> WHAT TO DO
Lines from the one containing "Annotation guideline: for every instance of the door" through the last line of the material below: print these exactly, and only these.
- - - - - - -
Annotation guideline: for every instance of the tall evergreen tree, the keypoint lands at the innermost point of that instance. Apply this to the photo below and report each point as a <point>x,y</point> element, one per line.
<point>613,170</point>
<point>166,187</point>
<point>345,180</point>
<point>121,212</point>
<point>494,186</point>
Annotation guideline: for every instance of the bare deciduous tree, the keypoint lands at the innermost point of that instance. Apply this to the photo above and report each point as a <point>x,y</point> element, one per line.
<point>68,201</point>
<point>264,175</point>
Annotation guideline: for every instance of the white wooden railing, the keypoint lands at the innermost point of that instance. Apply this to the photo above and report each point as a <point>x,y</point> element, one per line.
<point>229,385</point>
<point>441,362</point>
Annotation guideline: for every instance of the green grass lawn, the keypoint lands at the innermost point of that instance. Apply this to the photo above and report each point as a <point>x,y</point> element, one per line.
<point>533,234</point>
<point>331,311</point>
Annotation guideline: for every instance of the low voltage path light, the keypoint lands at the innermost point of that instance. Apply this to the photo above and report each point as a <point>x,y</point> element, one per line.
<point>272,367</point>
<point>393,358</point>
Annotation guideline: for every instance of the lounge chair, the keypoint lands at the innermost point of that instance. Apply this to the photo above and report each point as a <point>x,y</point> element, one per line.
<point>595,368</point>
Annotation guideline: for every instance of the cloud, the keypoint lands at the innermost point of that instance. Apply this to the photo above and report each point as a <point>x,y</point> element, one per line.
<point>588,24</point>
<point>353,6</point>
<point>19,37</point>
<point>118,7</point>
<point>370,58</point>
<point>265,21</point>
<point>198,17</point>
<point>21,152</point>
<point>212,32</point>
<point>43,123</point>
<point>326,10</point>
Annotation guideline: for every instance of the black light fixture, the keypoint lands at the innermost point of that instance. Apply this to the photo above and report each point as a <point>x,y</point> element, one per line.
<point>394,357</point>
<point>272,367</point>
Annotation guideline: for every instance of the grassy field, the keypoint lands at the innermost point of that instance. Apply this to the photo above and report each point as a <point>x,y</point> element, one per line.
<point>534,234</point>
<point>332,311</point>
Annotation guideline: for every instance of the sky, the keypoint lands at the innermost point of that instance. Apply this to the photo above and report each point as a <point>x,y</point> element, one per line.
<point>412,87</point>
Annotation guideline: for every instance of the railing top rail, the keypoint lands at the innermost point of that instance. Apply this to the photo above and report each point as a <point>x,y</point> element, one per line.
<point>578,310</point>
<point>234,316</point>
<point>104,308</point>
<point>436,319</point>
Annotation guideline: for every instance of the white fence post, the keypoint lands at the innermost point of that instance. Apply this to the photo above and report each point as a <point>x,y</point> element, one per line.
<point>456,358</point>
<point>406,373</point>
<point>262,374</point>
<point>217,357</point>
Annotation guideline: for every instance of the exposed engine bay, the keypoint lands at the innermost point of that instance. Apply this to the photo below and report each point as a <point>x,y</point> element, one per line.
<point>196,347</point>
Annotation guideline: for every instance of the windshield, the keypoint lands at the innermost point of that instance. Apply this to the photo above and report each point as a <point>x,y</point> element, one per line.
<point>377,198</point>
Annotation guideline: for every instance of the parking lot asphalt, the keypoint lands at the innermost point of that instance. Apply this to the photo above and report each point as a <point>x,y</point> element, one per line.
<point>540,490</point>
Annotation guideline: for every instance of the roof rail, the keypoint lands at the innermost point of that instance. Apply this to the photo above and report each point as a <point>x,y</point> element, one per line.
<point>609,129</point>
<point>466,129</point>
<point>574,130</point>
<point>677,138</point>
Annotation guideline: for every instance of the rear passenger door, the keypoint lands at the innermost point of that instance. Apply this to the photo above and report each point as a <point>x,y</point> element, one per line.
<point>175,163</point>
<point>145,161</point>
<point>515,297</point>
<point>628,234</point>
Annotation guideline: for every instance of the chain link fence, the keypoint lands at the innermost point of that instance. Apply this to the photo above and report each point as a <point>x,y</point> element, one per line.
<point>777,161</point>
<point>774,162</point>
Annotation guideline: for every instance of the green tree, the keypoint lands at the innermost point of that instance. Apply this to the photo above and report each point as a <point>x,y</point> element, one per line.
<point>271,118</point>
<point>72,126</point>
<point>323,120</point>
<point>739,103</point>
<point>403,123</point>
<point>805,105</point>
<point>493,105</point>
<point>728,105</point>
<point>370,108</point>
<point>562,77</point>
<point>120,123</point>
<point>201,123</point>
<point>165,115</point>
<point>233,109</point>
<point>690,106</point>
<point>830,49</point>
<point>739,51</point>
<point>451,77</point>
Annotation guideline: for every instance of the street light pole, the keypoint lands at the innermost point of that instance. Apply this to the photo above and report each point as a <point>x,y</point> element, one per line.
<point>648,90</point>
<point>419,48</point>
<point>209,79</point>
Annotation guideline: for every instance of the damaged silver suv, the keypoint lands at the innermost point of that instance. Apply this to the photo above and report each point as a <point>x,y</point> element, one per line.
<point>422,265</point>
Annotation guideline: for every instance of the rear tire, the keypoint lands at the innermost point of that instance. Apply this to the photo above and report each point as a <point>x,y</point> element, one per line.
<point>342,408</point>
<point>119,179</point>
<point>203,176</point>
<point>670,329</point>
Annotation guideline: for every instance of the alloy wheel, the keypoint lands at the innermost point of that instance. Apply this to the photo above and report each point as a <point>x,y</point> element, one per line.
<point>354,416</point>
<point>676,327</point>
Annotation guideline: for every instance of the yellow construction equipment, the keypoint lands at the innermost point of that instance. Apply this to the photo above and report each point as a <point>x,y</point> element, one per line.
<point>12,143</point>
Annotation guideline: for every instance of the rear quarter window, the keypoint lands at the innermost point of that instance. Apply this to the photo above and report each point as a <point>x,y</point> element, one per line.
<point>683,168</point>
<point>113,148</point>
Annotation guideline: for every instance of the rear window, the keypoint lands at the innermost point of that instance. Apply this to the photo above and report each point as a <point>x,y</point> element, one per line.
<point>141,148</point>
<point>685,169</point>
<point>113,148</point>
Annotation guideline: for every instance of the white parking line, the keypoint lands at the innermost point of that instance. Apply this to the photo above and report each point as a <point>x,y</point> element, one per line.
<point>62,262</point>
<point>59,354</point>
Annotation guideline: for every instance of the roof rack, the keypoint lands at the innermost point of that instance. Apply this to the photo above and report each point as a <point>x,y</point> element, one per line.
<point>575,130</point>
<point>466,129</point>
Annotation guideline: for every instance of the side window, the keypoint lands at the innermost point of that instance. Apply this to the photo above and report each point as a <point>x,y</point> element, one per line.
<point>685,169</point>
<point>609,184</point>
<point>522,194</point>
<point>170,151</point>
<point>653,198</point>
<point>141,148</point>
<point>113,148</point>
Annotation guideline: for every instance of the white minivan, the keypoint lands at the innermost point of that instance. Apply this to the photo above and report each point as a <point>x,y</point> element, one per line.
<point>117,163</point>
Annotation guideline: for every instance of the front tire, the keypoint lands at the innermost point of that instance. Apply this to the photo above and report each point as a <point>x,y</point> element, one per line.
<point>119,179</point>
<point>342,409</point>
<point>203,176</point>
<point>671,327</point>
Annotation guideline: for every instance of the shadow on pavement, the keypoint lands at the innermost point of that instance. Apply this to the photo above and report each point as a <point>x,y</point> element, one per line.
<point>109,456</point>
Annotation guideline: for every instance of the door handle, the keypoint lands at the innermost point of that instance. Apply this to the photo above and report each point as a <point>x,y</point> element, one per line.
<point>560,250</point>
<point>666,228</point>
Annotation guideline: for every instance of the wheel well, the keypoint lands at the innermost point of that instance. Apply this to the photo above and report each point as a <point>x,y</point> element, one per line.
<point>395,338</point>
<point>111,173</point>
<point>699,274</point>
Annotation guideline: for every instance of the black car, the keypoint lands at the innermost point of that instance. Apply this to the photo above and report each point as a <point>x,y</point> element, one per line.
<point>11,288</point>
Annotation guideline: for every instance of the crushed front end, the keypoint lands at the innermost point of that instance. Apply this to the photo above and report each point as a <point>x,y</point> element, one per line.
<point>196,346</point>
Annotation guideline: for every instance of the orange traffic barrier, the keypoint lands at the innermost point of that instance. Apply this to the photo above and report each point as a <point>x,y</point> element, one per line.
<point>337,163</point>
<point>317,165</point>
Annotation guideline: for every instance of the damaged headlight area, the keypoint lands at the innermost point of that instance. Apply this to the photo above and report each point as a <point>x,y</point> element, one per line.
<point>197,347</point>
- - - - - - -
> EXERCISE SOLUTION
Annotation guideline: for every instance of the door handle, the keypoint lands at the innermost point of that instance. Apply this to the photo above and report each point as a <point>x,y</point> element, one per line.
<point>560,250</point>
<point>666,228</point>
Annotation guideline: for every instance of the wheel well, the keypoint lands at the innermost point of that instance. Apply this to the photo above and report each point as a <point>x,y</point> element, one per line.
<point>395,338</point>
<point>111,173</point>
<point>699,274</point>
Annotation guideline: for every instance of the black car, the keypoint lands at the innermost point of that instance. Apply this to the photo above and report each point as a <point>x,y</point> element, one per line.
<point>11,288</point>
Annotation guideline: for every instance of the crushed front end, the keypoint lands at the innermost point of that instance. Apply this to the photo above and report each point as a <point>x,y</point> element, one per line.
<point>196,346</point>
Annotation guideline: for every instance of the orange traffic barrier, the keypoint lands at the innermost point of that instance. Apply this to the photo above and report each point as a <point>x,y</point> element, one per line.
<point>337,163</point>
<point>317,165</point>
Annotation guideline: for every instance of the damaged headlight area, the keypoint lands at the innermost point of that instance. Apply this to the photo above and report each point as a <point>x,y</point> element, one per line.
<point>197,347</point>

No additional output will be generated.